WHAT IS REQUIRED:
Please answer these questions about the Shakespeare and Trump post below, one line each:
1. What should readers do if they like some other excerpt?
2. In the Macbeth passage, what two things is life called?
3. In the Hamlet passage, what does one take arms against?

TEXT UNDER STUDY:
The Bard and The Donald: Shakespeare and Trump

There’s absolutely no doubt that if “the Bard”  were alive today he would have a field-day with the life and times of Donald Trump.

If Shakespeare were a contemporary, which of the following excerpts, do you think, is reflective of the current state of mind and situation of “the Donald”?

If you like something else, say so and cite it…

Macbeth;

Tomorrow, and tomorrow, and tomorrow,

Creeps in this petty pace from day to day,

To the last syllable of recorded time;

And all our yesterdays have lighted fools

The way to dusty death. Out, out, brief candle!

Life’s but a walking shadow, a poor player,

That struts and frets his hour upon the stage,

And then is heard no more. It is a tale

Told by an idiot, full of sound and fury,

Signifying nothing..

  ———-William Shakespeare

Hamlet;

To be, or not to be, that is the question:

Whether ’tis nobler in the mind to suffer

The slings and arrows of outrageous fortune,

Or to take arms against a sea of troubles

And by opposing end them. To die—to sleep,

No more; and by a sleep to say we end

The heart-ache and the thousand natural shocks

That flesh is heir to: ’tis a consummation

Devoutly to be wish’d. To die, to sleep;

To sleep, perchance to dream—ay, there’s the rub:

For in that sleep of death what dreams may come,

When we have shuffled off this mortal coil,

Must give us pause—there’s the respect

That makes calamity of so long life.

GIVEN ENTRIES:

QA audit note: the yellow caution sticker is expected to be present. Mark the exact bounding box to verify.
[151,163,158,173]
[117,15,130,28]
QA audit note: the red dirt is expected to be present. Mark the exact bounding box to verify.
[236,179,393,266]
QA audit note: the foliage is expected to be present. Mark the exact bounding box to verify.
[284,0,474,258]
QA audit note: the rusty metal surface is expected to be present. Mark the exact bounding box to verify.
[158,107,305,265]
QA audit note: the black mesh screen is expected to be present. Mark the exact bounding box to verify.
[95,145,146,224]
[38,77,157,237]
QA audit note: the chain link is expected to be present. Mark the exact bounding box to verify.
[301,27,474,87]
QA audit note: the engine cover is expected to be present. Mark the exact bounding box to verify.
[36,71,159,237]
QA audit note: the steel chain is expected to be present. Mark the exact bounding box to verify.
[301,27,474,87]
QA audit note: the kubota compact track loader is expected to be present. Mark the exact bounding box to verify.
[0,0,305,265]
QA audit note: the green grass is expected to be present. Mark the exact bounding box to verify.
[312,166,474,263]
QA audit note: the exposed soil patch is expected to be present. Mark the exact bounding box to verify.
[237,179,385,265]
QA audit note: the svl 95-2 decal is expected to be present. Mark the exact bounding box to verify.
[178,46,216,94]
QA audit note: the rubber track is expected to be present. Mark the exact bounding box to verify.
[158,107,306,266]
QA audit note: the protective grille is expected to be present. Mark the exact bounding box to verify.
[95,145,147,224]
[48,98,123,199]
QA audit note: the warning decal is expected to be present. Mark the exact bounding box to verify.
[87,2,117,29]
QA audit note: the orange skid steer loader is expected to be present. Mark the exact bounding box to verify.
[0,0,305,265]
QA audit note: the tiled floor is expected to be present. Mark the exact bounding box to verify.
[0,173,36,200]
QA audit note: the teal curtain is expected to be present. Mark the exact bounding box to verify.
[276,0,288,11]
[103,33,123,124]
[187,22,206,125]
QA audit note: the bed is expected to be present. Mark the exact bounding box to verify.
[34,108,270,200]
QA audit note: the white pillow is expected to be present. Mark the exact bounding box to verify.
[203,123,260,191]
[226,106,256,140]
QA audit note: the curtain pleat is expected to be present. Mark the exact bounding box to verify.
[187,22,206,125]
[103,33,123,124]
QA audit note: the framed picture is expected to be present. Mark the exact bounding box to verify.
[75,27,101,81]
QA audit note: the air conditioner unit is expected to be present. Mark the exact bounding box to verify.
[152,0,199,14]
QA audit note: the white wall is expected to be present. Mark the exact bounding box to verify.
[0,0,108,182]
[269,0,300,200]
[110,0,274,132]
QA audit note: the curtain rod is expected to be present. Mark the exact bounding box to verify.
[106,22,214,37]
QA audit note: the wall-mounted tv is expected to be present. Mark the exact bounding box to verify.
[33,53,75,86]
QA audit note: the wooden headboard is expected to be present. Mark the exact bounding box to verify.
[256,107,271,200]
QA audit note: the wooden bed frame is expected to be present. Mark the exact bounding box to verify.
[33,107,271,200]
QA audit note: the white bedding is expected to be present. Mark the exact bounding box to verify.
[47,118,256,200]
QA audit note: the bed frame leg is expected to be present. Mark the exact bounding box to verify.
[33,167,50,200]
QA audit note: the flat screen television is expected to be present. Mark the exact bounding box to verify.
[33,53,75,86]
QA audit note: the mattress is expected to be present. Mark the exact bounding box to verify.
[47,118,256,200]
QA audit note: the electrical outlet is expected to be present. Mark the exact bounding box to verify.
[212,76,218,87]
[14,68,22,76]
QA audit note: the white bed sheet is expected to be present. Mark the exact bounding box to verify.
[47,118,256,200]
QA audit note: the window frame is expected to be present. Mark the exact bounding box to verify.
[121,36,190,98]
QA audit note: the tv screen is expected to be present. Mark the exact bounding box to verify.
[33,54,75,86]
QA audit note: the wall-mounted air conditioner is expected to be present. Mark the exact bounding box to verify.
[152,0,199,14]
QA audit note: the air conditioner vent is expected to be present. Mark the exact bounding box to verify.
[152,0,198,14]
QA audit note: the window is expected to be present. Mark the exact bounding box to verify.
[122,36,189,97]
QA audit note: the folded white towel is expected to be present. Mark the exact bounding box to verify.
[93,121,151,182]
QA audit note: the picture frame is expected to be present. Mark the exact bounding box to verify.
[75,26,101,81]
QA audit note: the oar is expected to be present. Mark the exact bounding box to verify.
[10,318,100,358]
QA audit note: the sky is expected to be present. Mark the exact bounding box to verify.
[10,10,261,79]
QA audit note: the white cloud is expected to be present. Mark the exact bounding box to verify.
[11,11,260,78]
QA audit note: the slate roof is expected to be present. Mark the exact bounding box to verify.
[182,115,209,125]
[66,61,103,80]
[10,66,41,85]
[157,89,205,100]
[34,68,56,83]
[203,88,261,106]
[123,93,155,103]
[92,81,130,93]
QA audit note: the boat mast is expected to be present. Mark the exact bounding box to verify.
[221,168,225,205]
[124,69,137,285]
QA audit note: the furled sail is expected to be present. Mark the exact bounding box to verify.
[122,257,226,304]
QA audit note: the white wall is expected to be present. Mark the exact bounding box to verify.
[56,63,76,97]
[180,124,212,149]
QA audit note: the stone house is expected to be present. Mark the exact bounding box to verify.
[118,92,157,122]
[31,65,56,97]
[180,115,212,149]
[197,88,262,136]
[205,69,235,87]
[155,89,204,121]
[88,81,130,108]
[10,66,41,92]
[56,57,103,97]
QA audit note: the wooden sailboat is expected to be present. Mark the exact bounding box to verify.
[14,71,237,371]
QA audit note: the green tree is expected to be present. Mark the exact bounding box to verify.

WRITTEN RESPONSE:
1. Say so and cite it.
2. A walking shadow and a poor player.
3. A sea of troubles.